■ Elenco dei compiti:
A. Ricopia dal brano sul Rinascimento a Bergamo tutto ciò che va da "I 12 capolavori" fino a "vi erano conservati.".
B. Nell'elenco, riporta soltanto le righe che vanno da quella contenente "of the attached" fino a quella contenente "<point>155,272</point>", estremi inclusi. In esse sostituisci "attached garage" con "detached garage" senza cambiare nient'altro.

Il Rinascimento a Bergamo visto con gli occhi del Novecento

In attesa della completa riapertura dopo i restauri, a novembre, Palazzo Moroni diventa un salotto di inizio secolo con opere di Lotto, Savoldo, Moretto e Moroni

È firmata da Giovanni Agosti, allestita da Margherita Palli e illuminata da Pasquale Mari la mostra «L’età dell’innocenza. Il Rinascimento a Bergamo e Brescia intorno al 1900», aperta fino all’8 ottobre nel Palazzo Moroni in Città Alta, a Bergamo, un bene del Fai che, in attesa della completa riapertura dopo i restauri, nel prossimo novembre, partecipa con questa esposizione, resa possibile da Fondazione Cariplo e Regione Lombardia, alle attività di «Bergamo Brescia 2023».

I 12 capolavori di Lorenzo Lotto, Andrea Previtali, Giovanni Gerolamo Savoldo, Alessandro Bonvicino detto Moretto e Giovanni Battista Moroni (è qui che «risiede»il suo celeberrimo «Cavaliere in rosa») esposti nella Sala da ballo del palazzo, affrescata nel Seicento, sono espressione di quella speciale declinazione del Rinascimento che, alla metà del Cinquecento, fiorì nelle due città, facendone delle vere capitali dell’arte ma, in un sofisticato gioco di specchi e di rimandi, ci sono offerti dal curatore attraverso lo sguardo del primo Novecento, quando le grandi famiglie locali aprivano ai viaggiatori internazionali i loro palazzi per mostrar loro i tesori d’arte che da generazioni vi erano conservati.

■ Voci elencate:
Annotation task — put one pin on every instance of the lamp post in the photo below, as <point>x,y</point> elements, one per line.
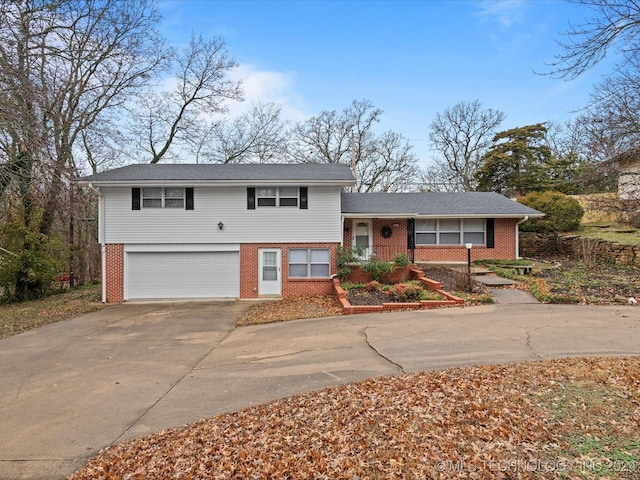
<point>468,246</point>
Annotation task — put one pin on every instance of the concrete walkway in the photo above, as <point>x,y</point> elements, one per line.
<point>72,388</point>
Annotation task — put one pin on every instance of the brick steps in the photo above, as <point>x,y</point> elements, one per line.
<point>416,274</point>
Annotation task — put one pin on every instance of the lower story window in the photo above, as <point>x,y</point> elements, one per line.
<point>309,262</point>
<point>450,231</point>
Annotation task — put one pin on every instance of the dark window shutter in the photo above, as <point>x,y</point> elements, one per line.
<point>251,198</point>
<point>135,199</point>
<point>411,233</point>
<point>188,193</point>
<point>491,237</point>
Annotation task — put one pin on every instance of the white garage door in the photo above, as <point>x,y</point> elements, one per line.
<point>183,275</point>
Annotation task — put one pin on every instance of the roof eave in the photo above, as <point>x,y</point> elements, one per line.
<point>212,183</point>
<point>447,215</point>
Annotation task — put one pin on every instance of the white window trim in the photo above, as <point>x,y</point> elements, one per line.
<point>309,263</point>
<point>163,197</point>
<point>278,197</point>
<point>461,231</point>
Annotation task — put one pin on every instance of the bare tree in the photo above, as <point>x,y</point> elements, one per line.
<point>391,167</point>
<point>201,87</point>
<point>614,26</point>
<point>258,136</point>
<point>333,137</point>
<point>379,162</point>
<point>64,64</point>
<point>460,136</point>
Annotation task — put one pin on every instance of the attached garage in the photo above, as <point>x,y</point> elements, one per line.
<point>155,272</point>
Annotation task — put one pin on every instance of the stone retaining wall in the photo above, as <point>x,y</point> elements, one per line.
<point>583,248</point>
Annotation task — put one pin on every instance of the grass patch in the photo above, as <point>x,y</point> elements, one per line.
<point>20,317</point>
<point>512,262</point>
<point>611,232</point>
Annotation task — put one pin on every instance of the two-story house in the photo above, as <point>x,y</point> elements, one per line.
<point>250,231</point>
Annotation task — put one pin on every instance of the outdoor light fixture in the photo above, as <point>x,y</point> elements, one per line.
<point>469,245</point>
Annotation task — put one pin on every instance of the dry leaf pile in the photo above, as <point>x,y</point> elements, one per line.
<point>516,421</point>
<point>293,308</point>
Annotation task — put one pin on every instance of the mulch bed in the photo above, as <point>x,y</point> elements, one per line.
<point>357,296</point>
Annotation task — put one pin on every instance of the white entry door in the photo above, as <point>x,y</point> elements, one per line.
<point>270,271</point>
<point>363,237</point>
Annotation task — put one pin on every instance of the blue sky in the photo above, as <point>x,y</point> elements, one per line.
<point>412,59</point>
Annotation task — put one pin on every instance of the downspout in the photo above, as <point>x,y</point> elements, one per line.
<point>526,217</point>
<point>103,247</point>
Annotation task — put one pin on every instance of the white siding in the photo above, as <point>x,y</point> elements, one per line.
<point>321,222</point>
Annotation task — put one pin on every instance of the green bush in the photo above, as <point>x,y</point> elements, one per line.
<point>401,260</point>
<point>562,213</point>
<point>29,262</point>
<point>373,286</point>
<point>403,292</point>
==
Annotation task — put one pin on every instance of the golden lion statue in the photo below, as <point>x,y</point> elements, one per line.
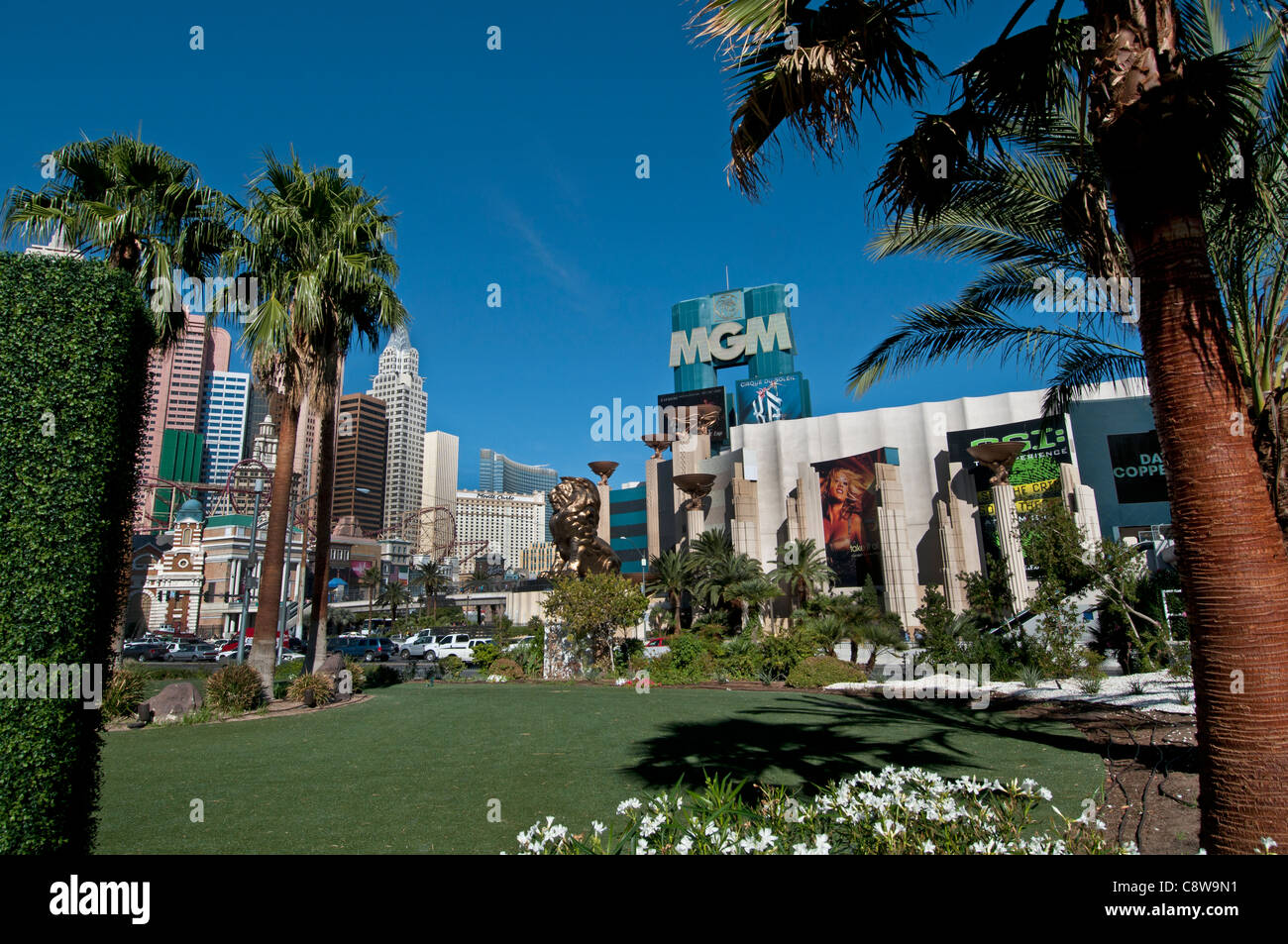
---
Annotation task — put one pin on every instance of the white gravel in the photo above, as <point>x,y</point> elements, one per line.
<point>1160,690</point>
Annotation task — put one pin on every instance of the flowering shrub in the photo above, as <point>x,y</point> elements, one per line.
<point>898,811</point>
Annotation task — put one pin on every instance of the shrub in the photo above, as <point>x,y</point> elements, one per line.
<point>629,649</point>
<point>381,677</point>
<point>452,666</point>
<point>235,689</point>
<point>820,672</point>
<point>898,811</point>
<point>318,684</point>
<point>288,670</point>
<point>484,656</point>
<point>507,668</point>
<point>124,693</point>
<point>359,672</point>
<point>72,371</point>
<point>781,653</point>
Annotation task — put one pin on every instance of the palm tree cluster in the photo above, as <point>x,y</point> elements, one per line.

■ I risultati:
A.
I 12 capolavori di Lorenzo Lotto, Andrea Previtali, Giovanni Gerolamo Savoldo, Alessandro Bonvicino detto Moretto e Giovanni Battista Moroni (è qui che «risiede»il suo celeberrimo «Cavaliere in rosa») esposti nella Sala da ballo del palazzo, affrescata nel Seicento, sono espressione di quella speciale declinazione del Rinascimento che, alla metà del Cinquecento, fiorì nelle due città, facendone delle vere capitali dell’arte ma, in un sofisticato gioco di specchi e di rimandi, ci sono offerti dal curatore attraverso lo sguardo del primo Novecento, quando le grandi famiglie locali aprivano ai viaggiatori internazionali i loro palazzi per mostrar loro i tesori d’arte che da generazioni vi erano conservati.

B.
Annotation task — put one pin on every instance of the detached garage in the photo above, as <point>x,y</point> elements, one per line.
<point>155,272</point>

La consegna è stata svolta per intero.